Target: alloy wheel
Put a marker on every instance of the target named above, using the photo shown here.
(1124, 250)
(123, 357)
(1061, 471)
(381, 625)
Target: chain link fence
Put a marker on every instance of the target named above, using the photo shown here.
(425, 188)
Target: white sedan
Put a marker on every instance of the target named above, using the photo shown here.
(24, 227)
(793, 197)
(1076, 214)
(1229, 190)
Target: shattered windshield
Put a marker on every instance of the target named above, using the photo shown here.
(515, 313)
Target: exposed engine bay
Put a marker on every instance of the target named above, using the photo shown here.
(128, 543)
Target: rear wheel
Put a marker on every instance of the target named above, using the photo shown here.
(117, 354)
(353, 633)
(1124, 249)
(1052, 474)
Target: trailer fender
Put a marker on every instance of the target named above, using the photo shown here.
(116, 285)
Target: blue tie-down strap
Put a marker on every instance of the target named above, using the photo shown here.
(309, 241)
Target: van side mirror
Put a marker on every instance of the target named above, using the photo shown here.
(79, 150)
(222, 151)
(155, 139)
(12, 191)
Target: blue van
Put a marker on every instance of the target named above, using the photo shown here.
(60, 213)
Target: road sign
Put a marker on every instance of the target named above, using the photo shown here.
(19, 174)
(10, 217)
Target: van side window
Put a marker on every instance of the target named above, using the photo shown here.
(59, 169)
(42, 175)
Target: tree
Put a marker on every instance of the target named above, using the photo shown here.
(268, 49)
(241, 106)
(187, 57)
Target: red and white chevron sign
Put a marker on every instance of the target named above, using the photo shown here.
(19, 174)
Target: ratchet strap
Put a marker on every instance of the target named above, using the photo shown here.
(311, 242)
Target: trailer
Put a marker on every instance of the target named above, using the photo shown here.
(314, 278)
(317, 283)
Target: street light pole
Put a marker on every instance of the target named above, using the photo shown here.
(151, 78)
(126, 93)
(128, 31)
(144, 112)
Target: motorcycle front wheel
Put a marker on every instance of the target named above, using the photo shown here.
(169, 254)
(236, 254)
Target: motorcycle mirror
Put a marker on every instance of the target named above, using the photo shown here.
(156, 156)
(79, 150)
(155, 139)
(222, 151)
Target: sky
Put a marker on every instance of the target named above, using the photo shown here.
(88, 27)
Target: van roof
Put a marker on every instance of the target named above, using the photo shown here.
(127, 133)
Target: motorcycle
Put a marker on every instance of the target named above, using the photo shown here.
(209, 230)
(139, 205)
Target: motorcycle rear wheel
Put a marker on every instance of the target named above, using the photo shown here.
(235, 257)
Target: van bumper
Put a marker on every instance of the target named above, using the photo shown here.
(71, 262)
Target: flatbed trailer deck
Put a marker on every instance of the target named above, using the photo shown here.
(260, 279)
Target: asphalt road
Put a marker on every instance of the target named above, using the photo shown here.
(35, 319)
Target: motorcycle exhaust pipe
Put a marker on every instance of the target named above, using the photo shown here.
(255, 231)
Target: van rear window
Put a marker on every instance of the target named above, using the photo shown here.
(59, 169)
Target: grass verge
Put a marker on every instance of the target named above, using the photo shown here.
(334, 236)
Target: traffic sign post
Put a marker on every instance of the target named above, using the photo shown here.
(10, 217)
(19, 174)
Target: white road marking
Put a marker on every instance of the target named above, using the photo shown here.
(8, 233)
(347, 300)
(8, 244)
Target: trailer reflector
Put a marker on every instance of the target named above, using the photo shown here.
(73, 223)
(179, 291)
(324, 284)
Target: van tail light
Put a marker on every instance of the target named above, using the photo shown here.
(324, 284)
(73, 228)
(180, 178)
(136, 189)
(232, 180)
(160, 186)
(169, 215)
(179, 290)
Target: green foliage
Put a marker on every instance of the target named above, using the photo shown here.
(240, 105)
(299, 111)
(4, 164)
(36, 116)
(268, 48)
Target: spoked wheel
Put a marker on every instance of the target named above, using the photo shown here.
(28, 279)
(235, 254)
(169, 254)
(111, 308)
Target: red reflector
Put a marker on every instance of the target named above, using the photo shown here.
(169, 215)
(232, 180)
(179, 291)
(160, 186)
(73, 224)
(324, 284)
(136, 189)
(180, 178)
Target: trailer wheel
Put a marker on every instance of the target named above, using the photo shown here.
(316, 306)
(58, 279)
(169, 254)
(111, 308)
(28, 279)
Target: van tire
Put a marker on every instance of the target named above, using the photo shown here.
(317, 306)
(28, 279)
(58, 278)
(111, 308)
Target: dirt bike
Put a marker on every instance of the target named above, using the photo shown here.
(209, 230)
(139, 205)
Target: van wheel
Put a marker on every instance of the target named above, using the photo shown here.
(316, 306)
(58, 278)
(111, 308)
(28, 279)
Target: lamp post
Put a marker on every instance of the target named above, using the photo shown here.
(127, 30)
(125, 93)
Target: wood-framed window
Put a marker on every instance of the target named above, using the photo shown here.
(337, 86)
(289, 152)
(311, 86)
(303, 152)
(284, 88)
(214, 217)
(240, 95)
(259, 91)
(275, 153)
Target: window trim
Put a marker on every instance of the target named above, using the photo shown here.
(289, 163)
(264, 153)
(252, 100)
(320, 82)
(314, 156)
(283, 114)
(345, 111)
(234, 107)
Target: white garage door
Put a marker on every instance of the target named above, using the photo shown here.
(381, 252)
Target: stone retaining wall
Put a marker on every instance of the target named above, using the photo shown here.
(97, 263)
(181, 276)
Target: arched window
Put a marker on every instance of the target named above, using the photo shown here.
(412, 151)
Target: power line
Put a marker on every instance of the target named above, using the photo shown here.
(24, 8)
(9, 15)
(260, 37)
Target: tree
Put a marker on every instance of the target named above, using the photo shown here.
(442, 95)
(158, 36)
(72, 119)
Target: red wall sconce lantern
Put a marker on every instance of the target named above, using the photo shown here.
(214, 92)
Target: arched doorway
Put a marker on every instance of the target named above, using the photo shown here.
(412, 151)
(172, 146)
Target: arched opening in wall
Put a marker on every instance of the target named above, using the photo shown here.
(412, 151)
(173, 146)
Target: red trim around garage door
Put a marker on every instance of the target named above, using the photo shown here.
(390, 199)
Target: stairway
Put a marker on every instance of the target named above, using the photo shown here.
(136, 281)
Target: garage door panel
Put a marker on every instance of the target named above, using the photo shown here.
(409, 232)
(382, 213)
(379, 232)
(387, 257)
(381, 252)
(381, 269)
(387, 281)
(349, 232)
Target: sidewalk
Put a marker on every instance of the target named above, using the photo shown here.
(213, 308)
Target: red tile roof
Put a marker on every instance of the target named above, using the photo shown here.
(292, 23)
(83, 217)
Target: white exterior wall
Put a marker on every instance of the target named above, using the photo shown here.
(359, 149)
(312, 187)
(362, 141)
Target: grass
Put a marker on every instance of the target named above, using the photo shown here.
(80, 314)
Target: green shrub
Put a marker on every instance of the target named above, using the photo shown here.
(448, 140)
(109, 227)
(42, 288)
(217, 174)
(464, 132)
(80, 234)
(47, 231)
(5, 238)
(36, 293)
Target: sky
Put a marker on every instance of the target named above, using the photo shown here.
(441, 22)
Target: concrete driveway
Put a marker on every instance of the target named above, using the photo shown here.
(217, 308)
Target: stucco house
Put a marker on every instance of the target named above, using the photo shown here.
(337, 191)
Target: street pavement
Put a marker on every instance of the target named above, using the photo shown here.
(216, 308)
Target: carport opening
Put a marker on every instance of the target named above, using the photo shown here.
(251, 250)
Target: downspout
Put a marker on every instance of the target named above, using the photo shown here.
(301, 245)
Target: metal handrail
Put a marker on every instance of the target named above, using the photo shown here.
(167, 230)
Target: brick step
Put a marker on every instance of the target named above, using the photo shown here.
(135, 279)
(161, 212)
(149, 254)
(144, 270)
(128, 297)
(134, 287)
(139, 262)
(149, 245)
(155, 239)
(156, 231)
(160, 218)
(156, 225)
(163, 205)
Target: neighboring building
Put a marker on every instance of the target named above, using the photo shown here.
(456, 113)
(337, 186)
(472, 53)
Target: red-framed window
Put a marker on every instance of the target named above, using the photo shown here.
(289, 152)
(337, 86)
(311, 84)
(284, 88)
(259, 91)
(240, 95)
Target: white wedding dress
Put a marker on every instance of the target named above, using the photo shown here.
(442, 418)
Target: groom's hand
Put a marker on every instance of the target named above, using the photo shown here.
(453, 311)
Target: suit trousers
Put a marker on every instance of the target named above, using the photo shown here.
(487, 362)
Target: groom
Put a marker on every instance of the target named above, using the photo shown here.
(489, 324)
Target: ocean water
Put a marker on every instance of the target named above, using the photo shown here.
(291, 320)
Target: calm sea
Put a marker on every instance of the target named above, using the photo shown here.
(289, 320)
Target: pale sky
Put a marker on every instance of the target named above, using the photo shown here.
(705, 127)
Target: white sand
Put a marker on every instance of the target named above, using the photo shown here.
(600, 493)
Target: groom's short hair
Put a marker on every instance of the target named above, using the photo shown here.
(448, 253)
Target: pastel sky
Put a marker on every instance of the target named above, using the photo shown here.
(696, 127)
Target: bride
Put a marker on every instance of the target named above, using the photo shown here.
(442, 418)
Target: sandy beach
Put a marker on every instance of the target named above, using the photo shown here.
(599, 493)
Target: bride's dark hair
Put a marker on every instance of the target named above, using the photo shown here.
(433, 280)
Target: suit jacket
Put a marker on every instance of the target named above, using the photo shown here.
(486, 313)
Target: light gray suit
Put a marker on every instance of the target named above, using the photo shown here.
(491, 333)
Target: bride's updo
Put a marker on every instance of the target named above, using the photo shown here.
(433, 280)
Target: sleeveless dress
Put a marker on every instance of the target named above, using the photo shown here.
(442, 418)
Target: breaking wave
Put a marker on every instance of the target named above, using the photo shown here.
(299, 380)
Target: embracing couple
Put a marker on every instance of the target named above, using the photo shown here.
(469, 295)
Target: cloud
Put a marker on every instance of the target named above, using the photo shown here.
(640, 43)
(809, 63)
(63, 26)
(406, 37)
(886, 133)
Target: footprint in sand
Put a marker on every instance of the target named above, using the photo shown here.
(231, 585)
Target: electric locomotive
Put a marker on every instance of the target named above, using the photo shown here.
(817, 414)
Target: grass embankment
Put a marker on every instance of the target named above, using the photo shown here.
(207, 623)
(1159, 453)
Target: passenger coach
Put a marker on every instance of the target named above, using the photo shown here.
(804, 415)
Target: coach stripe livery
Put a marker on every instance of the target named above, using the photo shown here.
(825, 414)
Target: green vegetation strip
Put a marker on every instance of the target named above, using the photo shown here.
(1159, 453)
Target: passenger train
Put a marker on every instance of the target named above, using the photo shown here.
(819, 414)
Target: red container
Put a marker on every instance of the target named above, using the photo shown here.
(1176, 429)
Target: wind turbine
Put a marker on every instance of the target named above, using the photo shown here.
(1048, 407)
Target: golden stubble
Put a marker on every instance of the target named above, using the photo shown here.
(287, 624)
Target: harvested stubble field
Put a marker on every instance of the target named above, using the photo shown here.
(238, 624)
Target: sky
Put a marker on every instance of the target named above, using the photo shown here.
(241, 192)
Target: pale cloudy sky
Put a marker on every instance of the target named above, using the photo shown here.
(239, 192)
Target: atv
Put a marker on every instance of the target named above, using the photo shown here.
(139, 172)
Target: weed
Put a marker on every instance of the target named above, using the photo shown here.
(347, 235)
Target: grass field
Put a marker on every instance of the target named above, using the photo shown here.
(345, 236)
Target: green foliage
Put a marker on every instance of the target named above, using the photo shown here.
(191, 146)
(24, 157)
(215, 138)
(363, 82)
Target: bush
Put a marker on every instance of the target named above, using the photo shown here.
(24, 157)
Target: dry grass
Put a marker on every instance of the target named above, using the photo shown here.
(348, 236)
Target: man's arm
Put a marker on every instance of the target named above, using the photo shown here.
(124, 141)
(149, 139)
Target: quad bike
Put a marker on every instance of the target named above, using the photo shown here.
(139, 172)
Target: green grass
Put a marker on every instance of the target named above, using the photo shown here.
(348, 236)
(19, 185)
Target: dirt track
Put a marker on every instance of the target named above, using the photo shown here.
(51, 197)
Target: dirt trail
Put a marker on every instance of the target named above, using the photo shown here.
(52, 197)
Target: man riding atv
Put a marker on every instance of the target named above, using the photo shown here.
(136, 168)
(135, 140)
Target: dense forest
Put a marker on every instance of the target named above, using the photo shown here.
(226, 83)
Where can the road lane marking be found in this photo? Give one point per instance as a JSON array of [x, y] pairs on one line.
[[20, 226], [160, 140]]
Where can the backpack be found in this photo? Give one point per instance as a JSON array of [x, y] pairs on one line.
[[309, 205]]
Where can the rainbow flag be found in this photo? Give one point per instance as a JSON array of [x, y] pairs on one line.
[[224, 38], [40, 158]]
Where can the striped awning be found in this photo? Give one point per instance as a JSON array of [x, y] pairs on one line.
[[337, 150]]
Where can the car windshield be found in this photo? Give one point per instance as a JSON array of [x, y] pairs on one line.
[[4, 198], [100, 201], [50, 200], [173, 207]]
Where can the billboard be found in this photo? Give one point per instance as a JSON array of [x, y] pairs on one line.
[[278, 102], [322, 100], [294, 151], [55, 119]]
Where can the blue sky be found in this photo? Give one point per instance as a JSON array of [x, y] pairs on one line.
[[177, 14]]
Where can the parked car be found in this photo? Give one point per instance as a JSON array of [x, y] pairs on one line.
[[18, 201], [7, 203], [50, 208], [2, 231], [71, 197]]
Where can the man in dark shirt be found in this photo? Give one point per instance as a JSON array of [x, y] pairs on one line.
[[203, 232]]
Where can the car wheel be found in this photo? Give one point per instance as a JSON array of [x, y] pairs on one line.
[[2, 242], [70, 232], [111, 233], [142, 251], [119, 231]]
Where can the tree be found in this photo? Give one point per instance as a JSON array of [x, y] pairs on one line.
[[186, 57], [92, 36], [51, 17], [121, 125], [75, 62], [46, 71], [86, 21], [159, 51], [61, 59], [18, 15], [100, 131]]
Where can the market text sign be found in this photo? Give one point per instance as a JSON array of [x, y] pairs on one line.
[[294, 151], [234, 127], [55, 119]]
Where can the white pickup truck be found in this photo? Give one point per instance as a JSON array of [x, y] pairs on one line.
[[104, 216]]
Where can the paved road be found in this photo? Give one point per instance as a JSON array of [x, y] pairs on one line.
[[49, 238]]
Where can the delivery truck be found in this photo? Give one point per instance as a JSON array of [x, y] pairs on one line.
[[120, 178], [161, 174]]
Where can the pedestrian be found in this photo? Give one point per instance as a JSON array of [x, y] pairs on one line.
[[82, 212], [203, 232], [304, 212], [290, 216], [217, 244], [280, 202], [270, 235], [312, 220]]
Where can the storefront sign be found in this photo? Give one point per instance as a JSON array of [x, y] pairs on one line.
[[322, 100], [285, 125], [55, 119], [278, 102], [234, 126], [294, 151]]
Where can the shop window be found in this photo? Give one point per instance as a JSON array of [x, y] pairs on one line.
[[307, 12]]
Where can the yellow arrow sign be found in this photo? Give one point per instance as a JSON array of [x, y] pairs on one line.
..........
> _What the task requires_: Starting at the line that contains "Where can the market" and running through the last line, inclusive, replace "delivery truck" with "box truck" and repeat those lines with no other changes.

> _Task answer_:
Where can the market text sign be found in this photo? Give one point per instance as a JSON array of [x, y] pairs on one line.
[[294, 151], [234, 127], [55, 119]]
Where can the white pickup truck be found in this photo? Give one point per instance as a JSON array of [x, y] pairs on one line.
[[104, 216]]
Where can the paved road be found in this photo? Give one point per instance as a JSON array of [x, y] pairs on one line.
[[49, 238]]
Where can the box truck be found in this photo? Give one point per instance as a JSON array of [x, y] pairs on one line.
[[120, 178], [161, 174]]
Where can the pedestrian be found in this photo? Give one point per instance as a JSON array of [x, y] pairs on one line.
[[82, 212], [203, 232], [304, 212], [290, 216], [217, 244], [280, 202], [270, 235], [312, 220]]
Where can the storefront sign be found in this photo? Give one point per instance as a JSON array of [x, y] pairs on one line.
[[322, 100], [285, 125], [55, 119], [278, 102], [234, 126], [294, 151]]
Where can the shop window be found in this photo? Give one point per instance as a JSON array of [x, y] pairs on one line.
[[307, 12]]
Where can the yellow arrow sign be found in this photo? Give one point per instance as a JSON array of [x, y] pairs on one line.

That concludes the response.